TASK BRIEF: Reproduce every one of the items below, substituting "Annotator note" for "Reviewer note" wherever it occurs and keeping everything else the same.

Position annotation records:
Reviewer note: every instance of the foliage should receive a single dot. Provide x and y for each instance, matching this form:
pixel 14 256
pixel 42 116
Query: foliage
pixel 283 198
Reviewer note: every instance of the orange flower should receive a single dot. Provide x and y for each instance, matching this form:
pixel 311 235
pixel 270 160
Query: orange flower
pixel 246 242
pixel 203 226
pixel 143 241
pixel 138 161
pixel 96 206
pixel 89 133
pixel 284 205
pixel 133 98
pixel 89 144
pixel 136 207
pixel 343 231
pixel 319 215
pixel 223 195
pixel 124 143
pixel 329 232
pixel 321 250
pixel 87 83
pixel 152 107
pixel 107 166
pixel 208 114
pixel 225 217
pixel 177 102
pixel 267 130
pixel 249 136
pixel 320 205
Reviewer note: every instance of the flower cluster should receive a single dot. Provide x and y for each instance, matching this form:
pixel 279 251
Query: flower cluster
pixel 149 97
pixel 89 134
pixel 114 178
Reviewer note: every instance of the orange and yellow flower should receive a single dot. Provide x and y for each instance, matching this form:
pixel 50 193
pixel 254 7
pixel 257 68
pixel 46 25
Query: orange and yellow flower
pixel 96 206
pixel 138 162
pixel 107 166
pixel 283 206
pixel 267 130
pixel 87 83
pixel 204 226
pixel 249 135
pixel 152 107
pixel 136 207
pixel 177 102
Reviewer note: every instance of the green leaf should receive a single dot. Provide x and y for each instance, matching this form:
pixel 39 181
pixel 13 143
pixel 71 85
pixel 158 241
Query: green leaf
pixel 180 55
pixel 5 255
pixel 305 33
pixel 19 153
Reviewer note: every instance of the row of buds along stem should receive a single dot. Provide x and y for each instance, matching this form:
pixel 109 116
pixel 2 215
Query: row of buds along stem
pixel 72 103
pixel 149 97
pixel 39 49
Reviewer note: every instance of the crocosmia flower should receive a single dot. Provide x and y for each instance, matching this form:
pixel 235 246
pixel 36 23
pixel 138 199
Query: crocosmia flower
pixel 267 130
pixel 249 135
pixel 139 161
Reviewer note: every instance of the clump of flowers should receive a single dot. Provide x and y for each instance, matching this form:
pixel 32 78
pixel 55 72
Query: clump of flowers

TASK ANSWER:
Annotator note: every instance of the foliage should receive a single dot. Provide x and y for each instance, matching this form:
pixel 14 256
pixel 42 116
Query: foliage
pixel 283 198
Annotator note: every instance of the orange flower should receive a single dot. Provide x and y for each instance, matching this form:
pixel 311 235
pixel 270 160
Query: orange flower
pixel 246 242
pixel 203 226
pixel 143 241
pixel 138 161
pixel 96 206
pixel 89 133
pixel 284 205
pixel 133 98
pixel 89 144
pixel 136 207
pixel 343 231
pixel 319 215
pixel 223 195
pixel 124 143
pixel 329 232
pixel 321 250
pixel 87 83
pixel 152 107
pixel 107 166
pixel 208 114
pixel 225 217
pixel 177 102
pixel 267 130
pixel 249 136
pixel 320 205
Annotator note: every instance of the flower cluster should receive a single dot. Provide x and y for each instance, matching this form:
pixel 279 251
Query: flower cluster
pixel 149 97
pixel 89 134
pixel 114 178
Annotator note: every instance of the orange and yellow flower should receive a single dot. Provide x and y for each instance, matching this form:
pixel 50 193
pixel 254 7
pixel 257 68
pixel 46 25
Query: orange and yellow flower
pixel 96 206
pixel 138 162
pixel 107 166
pixel 283 206
pixel 267 130
pixel 87 83
pixel 204 226
pixel 249 135
pixel 152 107
pixel 136 207
pixel 177 102
Annotator note: every instance of the green leaf should receive a single dot. Provide x and y for each instance, matching this form:
pixel 39 181
pixel 13 143
pixel 71 85
pixel 158 241
Query: green leaf
pixel 180 55
pixel 5 255
pixel 305 33
pixel 19 153
Annotator note: every instance of the row of buds along stem should receive a single dot. Provide x and y for each instance, matching this form:
pixel 109 116
pixel 2 215
Query: row of buds along stem
pixel 72 103
pixel 149 97
pixel 39 49
Annotator note: every instance of the crocosmia flower should receive a single dot. Provide x and y for each instance, matching this form:
pixel 235 246
pixel 36 23
pixel 138 199
Query: crocosmia flower
pixel 267 130
pixel 249 135
pixel 139 161
Annotator note: every instance of the clump of flowers should receive a single dot. Provide x and y for each instance, matching this form:
pixel 32 78
pixel 55 72
Query: clump of flowers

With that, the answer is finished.